---------- Source excerpt

Backward Difference Method


In [168]:
def heatbd(xl, xr, yb, yt, M, N):
    f = lambda x : np.sin(2 * np.pi * x) ** 2
    l = lambda t : 0 * t
    r = lambda t : 0 * t
    h = (xr - xl) / M
    k = (yt - yb) / N
    m = M - 1
    n = N
    D = 1 # diffusion coefficient
    sigma = D * k / (h ** 2)
    
    A = np.diag(1 + 2 * sigma * np.ones(m)) + \
        np.diag(-sigma * np.ones(m - 1), 1) + \
        np.diag(-sigma * np.ones(m - 1), -1) 
        
    lside = l(yb + np.arange(n) * k)
    rside = r(yb + np.arange(n) * k)
    
    ''' Initial conditions ''' 
    x = sym.Symbol('x')
    expr = sym.sin(2 * sym.pi * x) ** 2
#     expr = sym.diff(expr, x)
    
    w = np.zeros(n * m).reshape(n, m).astype(np.float128)
    for i in range(m):
        w[0, i] = expr.subs(x, xl + (i + 1) * h).evalf()
        
    for j in range(n - 1):
        ww = np.zeros(m)
        ww[0] = lside[j]
        ww[-1] = rside[j]
        v = np.matmul(np.linalg.inv(A), w[j,:] + sigma * ww)
        w[j + 1,:] = v
        
    w = np.column_stack([lside, w, rside])
    x = np.arange(0, m+2) * h
    t = np.arange(0, n) * k
        
    X, T = np.meshgrid(x, t)
    
    fig = plt.figure()
    ax = fig.gca(projection='3d')
    ax.plot_surface(X, T, w)
    plt.xlabel('x')
    plt.ylabel('y')
    plt.show()
    plt.clf()
    
heatbd(0, 1, 0, 1, 30, 20)

--------------------

* _What is asked_:
a: Transcribe the part of the backward difference code from "w = np.column_stack([lside, w, rside])" to "plt.xlabel('x')".
b: Based on the backward difference code, is each statement true? Answer yes or no for each, quoting the words that settle it. (i) The diffusion coefficient is set to 1. (ii) The initial condition is built from a cosine. (iii) The function is called with M equal to 30 and N equal to 20.
c: Pick up the backward difference code after its last line and keep writing it.
You won't need the rows that come next.

---------- Stored data

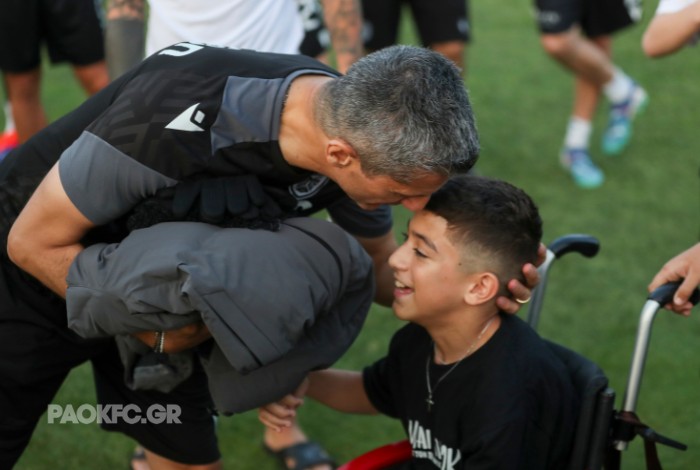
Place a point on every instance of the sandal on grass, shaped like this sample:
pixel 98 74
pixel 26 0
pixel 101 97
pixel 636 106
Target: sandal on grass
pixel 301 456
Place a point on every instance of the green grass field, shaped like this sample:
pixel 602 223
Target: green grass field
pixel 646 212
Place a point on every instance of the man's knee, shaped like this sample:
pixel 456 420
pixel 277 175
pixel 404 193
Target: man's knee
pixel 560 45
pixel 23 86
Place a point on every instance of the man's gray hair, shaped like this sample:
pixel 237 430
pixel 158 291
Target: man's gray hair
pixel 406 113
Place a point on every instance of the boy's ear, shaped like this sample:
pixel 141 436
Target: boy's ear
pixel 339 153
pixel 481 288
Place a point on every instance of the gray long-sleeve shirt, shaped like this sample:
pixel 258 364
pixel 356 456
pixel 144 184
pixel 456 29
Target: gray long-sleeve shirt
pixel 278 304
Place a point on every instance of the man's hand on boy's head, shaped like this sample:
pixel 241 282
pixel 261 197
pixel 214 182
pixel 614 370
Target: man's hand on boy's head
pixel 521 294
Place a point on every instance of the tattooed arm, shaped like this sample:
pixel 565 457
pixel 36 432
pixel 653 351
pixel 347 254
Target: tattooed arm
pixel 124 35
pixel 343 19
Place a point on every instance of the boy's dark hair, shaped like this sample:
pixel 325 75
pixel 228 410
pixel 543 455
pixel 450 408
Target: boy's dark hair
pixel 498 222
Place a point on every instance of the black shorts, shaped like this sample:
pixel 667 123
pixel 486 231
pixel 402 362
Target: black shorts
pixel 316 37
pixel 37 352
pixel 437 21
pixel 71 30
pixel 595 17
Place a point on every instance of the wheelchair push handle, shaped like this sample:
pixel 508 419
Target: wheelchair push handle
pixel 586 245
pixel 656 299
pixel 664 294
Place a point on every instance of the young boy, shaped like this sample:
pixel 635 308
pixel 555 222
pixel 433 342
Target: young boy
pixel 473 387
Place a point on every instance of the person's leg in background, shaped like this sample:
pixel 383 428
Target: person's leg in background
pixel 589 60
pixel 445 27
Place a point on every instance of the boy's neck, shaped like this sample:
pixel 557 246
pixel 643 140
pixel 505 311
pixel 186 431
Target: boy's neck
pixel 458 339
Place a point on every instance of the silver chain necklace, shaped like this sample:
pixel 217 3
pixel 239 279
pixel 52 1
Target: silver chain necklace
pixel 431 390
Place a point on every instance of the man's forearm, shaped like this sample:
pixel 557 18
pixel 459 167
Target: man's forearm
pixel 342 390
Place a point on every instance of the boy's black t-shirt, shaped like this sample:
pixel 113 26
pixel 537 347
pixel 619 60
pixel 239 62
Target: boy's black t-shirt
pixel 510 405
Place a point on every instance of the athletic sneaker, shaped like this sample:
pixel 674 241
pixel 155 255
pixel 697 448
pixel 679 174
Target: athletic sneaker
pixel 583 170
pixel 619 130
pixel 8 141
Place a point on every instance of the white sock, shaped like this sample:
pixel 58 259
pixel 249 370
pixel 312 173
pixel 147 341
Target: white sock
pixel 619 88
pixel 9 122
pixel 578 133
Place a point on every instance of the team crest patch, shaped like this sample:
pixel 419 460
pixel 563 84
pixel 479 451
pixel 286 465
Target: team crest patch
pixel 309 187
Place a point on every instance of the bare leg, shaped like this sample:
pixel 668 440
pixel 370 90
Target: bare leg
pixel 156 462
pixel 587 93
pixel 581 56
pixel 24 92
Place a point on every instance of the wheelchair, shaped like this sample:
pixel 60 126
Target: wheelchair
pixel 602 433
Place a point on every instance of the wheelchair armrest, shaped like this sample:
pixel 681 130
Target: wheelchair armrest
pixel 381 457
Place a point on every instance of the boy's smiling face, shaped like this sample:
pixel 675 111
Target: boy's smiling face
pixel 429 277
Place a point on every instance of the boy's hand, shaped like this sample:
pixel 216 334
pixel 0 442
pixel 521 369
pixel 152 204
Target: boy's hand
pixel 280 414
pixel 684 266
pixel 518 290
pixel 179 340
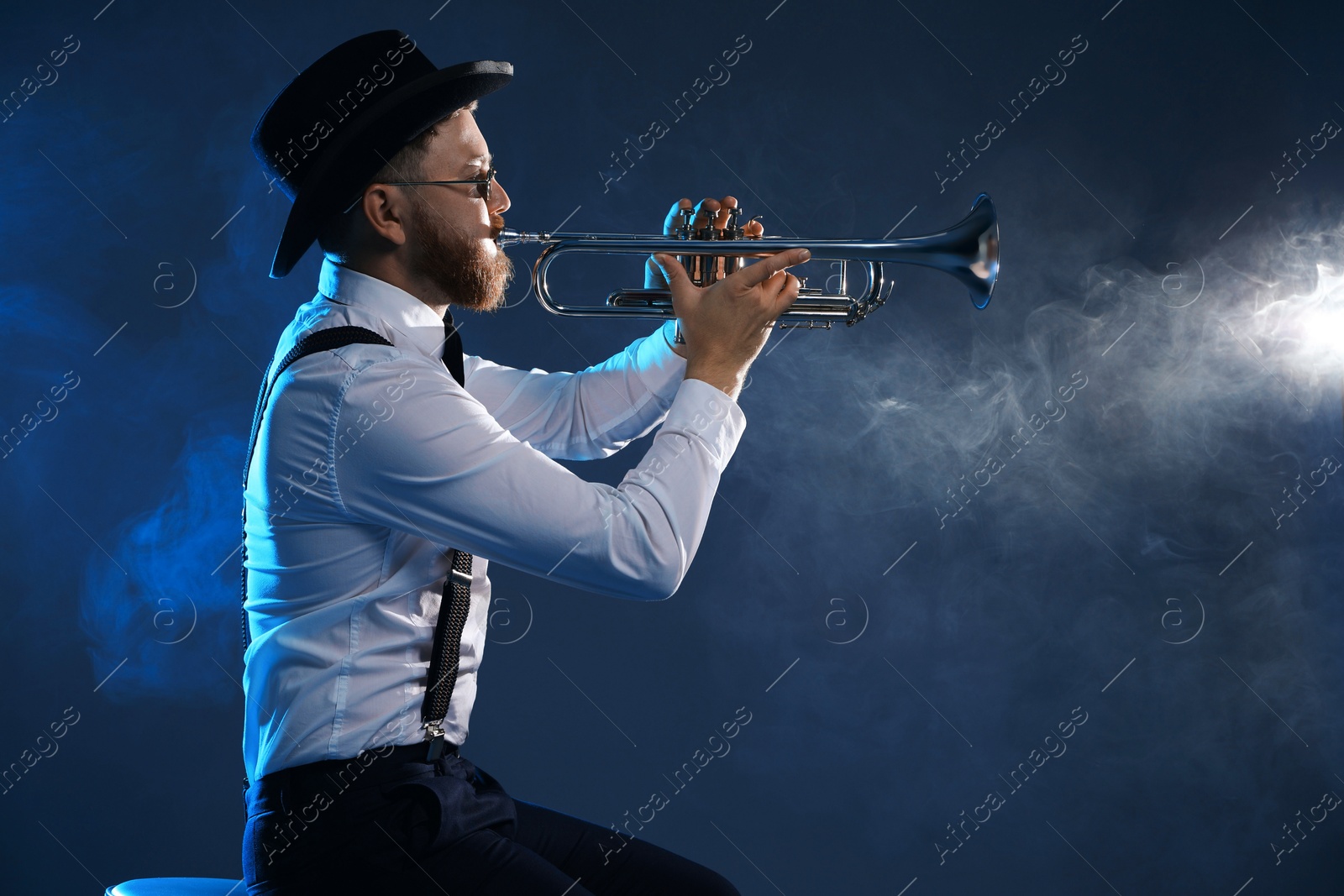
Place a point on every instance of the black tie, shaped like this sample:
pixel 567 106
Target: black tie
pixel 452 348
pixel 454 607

--------------------

* _Task-by-task results_:
a:
w = np.column_stack([lside, w, rside])
    x = np.arange(0, m+2) * h
    t = np.arange(0, n) * k
        
    X, T = np.meshgrid(x, t)
    
    fig = plt.figure()
    ax = fig.gca(projection='3d')
    ax.plot_surface(X, T, w)
    plt.xlabel('x')

b: (i) Yes: "D = 1 # diffusion coefficient". (ii) No: "expr = sym.sin(2 * sym.pi * x) ** 2". (iii) Yes: "heatbd(0, 1, 0, 1, 30, 20)".

c:
<matplotlib.figure.Figure at 0x7fa2a833cda0>

Example

Apply the Backward Difference Method to solve the heat equation

$$ \left\{\begin{matrix}\begin{align*} & u_t = 4u_{xx}\: & for\:all\:0 \leq x \leq 1\:,0 \leq t \leq 1 \\ & u(x,0) = e^{-x/2}\: & for\:all\:0 \leq x \leq 1 \\ & u(0,t) = e^t\: & for\:all\:0 \leq t \leq 1 \\ & u(1,t) = e^{t-1/2}\: & for\:all\:0 \leq t \leq 1 \end{align*}\end{matrix}\right. $$

In [134]:
def heatbd(xl, xr, yb, yt, M, N):
    l = lambda t : np.exp(t)
    r = lambda t : np.exp(t - 0.5)
    h = (xr - xl) / M
    k = (yt - yb) / N
    m = M - 1
    n = N
    D = 4 # diffusion coefficient
    sigma = D * k / (h ** 2)
    
    A = np.diag((1 + 2 * sigma) * np.ones(m)) + \
        np.diag(-sigma * np.ones(m - 1), 1) + \
        np.diag(-sigma * np.ones(m - 1), -1) 
        
    lside = l(yb + np.arange(n) * k)
    rside = r(yb + np.arange(n) * k)
    
    ''' Initial conditions ''' 
    x = sym.Symbol('x')
    expr = sym.exp(-x / 2)
#     expr = sym.diff(expr, x)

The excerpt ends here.